# [WRITTEN REQUEST]
Every entry needs to be reproduced exactly.

--- Begin LISTING ---

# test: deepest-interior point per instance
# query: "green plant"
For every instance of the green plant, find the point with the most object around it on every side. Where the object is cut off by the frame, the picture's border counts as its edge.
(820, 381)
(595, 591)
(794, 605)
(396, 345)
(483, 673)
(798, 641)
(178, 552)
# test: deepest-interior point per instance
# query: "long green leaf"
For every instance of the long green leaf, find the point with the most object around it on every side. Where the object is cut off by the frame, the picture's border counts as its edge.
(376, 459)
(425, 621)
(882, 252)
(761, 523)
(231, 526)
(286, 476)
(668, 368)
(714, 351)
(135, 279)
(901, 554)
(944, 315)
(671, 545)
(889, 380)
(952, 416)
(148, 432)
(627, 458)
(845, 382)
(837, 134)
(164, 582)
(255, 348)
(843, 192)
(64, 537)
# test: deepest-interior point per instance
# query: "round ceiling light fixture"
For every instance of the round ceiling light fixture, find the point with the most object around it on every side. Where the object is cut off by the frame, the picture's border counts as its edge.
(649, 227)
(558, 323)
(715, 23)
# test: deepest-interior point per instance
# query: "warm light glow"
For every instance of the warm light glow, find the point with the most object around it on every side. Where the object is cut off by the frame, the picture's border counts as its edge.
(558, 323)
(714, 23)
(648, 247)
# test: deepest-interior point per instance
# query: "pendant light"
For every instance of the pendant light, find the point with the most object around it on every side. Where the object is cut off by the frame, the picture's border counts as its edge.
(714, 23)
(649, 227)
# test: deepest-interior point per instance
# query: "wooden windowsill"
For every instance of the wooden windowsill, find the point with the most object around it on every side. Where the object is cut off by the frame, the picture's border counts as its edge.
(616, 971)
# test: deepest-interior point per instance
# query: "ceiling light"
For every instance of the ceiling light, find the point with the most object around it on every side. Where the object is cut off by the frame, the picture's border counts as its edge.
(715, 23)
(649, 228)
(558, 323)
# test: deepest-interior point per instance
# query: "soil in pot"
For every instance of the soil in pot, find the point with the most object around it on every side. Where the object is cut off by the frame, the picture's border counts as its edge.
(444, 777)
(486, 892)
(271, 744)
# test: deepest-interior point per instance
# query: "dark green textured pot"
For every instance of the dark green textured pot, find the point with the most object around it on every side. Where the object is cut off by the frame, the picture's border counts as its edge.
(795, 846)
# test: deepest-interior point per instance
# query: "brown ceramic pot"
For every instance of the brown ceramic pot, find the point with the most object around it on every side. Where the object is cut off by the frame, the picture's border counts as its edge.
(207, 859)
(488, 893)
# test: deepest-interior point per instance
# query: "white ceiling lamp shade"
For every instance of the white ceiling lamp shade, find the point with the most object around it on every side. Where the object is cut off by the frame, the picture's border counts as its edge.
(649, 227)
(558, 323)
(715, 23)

--- End LISTING ---

# [EXPECTED ANSWER]
# test: deepest-interior point per instance
# query: "green plant"
For every instance of the green plant, find the point with the most object around it on every side. Where the object is cut off by the frame, the picture's border counts as its edge.
(820, 381)
(595, 591)
(794, 605)
(396, 345)
(483, 673)
(798, 641)
(178, 552)
# test: deepest-interior point per instance
# query: "long green leaf"
For every instance of the long green leaf, find the point with the most object around it on every side. Where the object is cut off by the frame, the picture's border counts as its edge.
(376, 459)
(425, 621)
(882, 252)
(761, 523)
(231, 526)
(286, 476)
(668, 368)
(714, 351)
(135, 279)
(901, 554)
(944, 315)
(671, 545)
(889, 380)
(952, 416)
(148, 432)
(627, 458)
(845, 382)
(837, 134)
(164, 582)
(255, 348)
(843, 192)
(64, 537)
# test: deepest-interior point per instance
# query: "round ceiling light fixture"
For every instance of the round ceiling light fixture, find the point with the most object around it on every side. Where the object is cut off by the frame, the picture's border counts as its edge.
(649, 227)
(558, 323)
(715, 23)
# test: deepest-interior point per instance
# query: "warm light glow"
For every instance of the warm light glow, find the point with the most object around it on every side. Where the object is cut off by the frame, the picture's border counts as its edge.
(558, 323)
(714, 23)
(648, 247)
# test: deepest-interior point per instance
# query: "pendant light"
For every instance of the pendant light, find the point with the most object around it on every side. Where the object is cut off by the frame, the picture's border counts as its edge.
(714, 23)
(649, 227)
# test: deepest-interior point per instance
# query: "wooden windowsill"
For every instance of the wooden windowsill, find the point with the most object around it on every side. Where the object is cut off by the frame, the picture's border counts as its edge.
(616, 971)
# test: deepest-interior point per instance
# query: "ceiling light"
For every instance of the ceiling light, find the point with the most object around it on every side. Where the object is cut off by the frame, the picture's border counts as its edge.
(715, 23)
(649, 228)
(558, 323)
# test: deepest-interior point per instance
# query: "soil in pot"
For every instance of the soil in pot, find the point with the most object around it on every side. Where the object is cut off by the frame, the picture's border counts as its edge.
(444, 777)
(486, 892)
(271, 744)
# test: deepest-interior point per instance
# query: "dark green textured pot"
For every instance of the dark green textured pot, find the point with the most object around it on every side. Where the object is cut off by the frame, the picture's border counts as its edge.
(795, 846)
# test: deepest-interior point per instance
# query: "brown ceramic pot"
For every instance of the brown ceramic pot, find the point with the most object around it on every side. Where the object is cut off by the frame, the picture's border counts as its edge.
(207, 859)
(488, 893)
# test: deepest-interior point per instance
# query: "white ceiling lamp shade"
For every instance of the white ceiling lamp shade, find the point with the most object around it on every side. Where the object is cut off by the frame, the picture's border counts as its edge.
(649, 227)
(558, 323)
(715, 23)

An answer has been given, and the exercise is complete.